• [STATED GOAL] Can you copy out the data below word for word, leaving the pictures out?

• [SUPPLIED INFORMATION]
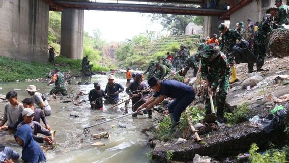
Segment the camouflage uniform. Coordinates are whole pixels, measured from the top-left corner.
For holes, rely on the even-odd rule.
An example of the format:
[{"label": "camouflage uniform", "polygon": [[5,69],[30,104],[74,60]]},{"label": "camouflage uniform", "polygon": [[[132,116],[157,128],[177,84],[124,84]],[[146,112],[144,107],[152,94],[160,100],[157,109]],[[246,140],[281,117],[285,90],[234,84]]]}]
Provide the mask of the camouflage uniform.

• [IN RESPONSE]
Segment the camouflage uniform. Coordinates are whole pixels, measured from the top-left corner.
For holes, rely on the even-odd rule.
An example of the format:
[{"label": "camouflage uniform", "polygon": [[5,69],[30,104],[74,60]]},{"label": "camouflage uniform", "polygon": [[[132,116],[157,128],[177,84],[124,84]],[[146,112],[144,107],[152,94],[160,100],[157,109]],[[246,140],[281,117],[285,90],[234,84]]]}]
Provide the mask of the camouflage uniform.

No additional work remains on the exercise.